Rewrite the records below, changing every "Objective" to "Instruction" and leaving all other text the same.

[Location labeling records]
###

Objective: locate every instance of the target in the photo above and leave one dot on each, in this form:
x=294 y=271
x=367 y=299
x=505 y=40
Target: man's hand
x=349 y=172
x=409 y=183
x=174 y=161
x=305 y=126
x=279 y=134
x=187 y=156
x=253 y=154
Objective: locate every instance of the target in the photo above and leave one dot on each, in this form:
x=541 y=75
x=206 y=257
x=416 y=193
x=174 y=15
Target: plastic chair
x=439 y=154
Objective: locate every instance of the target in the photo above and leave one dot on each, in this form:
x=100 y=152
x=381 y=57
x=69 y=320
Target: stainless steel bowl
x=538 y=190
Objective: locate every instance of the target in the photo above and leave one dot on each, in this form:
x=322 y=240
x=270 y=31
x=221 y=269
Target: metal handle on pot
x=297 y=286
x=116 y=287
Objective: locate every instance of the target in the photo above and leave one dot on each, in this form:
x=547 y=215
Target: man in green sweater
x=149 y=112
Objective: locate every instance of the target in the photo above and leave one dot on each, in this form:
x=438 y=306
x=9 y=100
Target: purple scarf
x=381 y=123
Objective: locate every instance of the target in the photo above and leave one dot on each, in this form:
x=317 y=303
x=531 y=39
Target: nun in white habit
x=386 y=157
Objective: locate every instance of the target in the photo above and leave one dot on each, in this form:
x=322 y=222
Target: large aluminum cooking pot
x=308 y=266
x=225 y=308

###

◆ WRITTEN RESPONSE:
Instruction: locate every instance of the target in the photo above and leave one dot on each, in this form:
x=294 y=271
x=367 y=299
x=505 y=40
Target: man's hand
x=349 y=172
x=409 y=183
x=174 y=161
x=305 y=126
x=279 y=134
x=187 y=156
x=253 y=154
Instruction: locate every instance of the target in the photo above and leave one dot on each, in this form:
x=541 y=75
x=206 y=257
x=416 y=193
x=174 y=15
Target: plastic chair
x=439 y=154
Instruction: locate every instance of the target in the photo above and leave one dot on each, in this form:
x=100 y=152
x=381 y=57
x=69 y=320
Target: stainless steel bowl
x=538 y=190
Instruction: locate every instance of the target in the photo above and leave one dot on each, in this form:
x=322 y=240
x=270 y=31
x=221 y=269
Target: metal handle on pot
x=297 y=286
x=116 y=287
Instruction: locate every instance of the target in the photo above and leave one dot on each, in this form:
x=547 y=215
Target: man in green sweater
x=149 y=112
Instruction: locate every instance of the target in the photo above and leave one dot on each, in this form:
x=438 y=306
x=9 y=100
Target: purple scarf
x=381 y=123
Instruction: locate every instance of the target in the photo above and leave one dot on each, in this form:
x=317 y=303
x=531 y=39
Target: nun in white habit
x=386 y=157
Instruction: locate every instance of the target in the photo above and leave one dot on each, in this form:
x=322 y=222
Target: large aluminum cooking pot
x=308 y=266
x=225 y=308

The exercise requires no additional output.